Work instructions
1. List the edge features that the first of the viewer comments on Fusion 360 modeling advises saving for the end of the sketch timeline.
2. Switch "designs" to "models" in the viewer comments on Fusion 360 modeling, and write out the passage that begins at the words "A little tip" and stops after "the next one!".

Quoted text
A little tip save your facets, bevels, champers, fillets, radius edges etc. for the end of the sketch timeline, it makes it a lot easier if you ever need to go in to adjust or remove them. 👍👍
No reason you can't do it that way. I just like trying to keep all of the same part's features grouped together as best I can on the timeline. That's just how my mind thinks.
Yes! I've been trying to get cleaner in my F360 process to make it easier to go back and iterate on designs. Thanks for the upload!
Id love to see more of this ! Both videos you suggested would be great! I swear I payed more attention to this video than I ever did through any of my inventor/autocadd classes XD
I've been using Fusion360 for the better part of 5 years, with multiple classes on it, and yet I still learnt so much from this video that could have made my life easier. Great video as always, can't wait to see the next one!
Namenotimportants fusion and topology videos are *chefs kiss*
As someone who has stepped into an Engineering/CAD design role within the last year, I have also been learning many of the same lessons as you, only in Inventor instead of Fusion. The running joke around the office with Inventor is that if you can't figure out how to do something, just try to think of the least intuitive way to perform that action, and that will likely point you in the right direction. It's powerful software, but not the most user friendly. Great tips all around, especially with keeping sketches simple. If you can make something a feature and not a sketch, it is FAR less likely to break! One note with the revolve feature that you used for the pivot pins, you can use the hole feature instead of adding it through the sketch. That way, you get to keep those sketches simple, and it's typically faster than adding the individual lines. Keep up the great work, and if you were to offer a trainer, I'd definitely want to pick one up from you. Love your attention to detail!
Thanks a ton for this. Yes, a series of this would be great.

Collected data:
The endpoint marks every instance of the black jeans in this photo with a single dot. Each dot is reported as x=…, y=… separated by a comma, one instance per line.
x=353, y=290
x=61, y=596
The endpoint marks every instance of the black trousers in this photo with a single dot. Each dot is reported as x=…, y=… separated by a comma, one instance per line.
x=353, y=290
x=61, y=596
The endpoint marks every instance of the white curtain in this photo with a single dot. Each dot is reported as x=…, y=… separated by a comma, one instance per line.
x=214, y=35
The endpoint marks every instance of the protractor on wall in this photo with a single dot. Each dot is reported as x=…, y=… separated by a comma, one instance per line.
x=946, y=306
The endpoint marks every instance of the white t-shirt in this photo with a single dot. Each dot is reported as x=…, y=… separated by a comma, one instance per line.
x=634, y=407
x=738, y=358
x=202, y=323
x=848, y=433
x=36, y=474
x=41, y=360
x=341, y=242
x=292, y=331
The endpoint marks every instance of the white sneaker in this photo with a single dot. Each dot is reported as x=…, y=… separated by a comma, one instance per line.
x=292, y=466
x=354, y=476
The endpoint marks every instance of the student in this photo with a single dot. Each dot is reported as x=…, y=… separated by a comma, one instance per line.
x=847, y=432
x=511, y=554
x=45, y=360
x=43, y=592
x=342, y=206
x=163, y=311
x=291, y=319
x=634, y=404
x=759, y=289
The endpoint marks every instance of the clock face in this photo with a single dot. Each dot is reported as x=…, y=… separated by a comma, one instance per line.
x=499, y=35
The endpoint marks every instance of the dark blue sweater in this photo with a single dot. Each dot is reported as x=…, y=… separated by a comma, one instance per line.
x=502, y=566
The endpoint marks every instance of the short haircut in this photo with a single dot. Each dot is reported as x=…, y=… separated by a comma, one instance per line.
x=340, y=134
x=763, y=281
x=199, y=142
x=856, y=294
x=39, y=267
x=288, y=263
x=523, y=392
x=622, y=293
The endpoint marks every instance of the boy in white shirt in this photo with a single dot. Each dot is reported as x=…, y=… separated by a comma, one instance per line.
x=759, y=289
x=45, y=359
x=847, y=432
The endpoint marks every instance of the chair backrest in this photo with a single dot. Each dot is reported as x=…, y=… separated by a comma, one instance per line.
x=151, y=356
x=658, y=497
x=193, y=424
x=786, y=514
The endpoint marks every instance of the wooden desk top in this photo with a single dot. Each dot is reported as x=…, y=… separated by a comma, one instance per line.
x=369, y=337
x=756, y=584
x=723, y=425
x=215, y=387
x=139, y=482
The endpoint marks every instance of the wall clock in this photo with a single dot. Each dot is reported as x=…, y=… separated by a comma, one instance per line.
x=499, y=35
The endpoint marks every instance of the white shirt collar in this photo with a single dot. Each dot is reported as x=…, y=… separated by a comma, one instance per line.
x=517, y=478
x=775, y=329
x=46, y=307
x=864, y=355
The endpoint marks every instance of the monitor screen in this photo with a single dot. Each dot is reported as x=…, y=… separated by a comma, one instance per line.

Worked answers
1. facets, bevels, champers, fillets, radius edges

2.
A little tip save your facets, bevels, champers, fillets, radius edges etc. for the end of the sketch timeline, it makes it a lot easier if you ever need to go in to adjust or remove them. 👍👍
No reason you can't do it that way. I just like trying to keep all of the same part's features grouped together as best I can on the timeline. That's just how my mind thinks.
Yes! I've been trying to get cleaner in my F360 process to make it easier to go back and iterate on models. Thanks for the upload!
Id love to see more of this ! Both videos you suggested would be great! I swear I payed more attention to this video than I ever did through any of my inventor/autocadd classes XD
I've been using Fusion360 for the better part of 5 years, with multiple classes on it, and yet I still learnt so much from this video that could have made my life easier. Great video as always, can't wait to see the next one!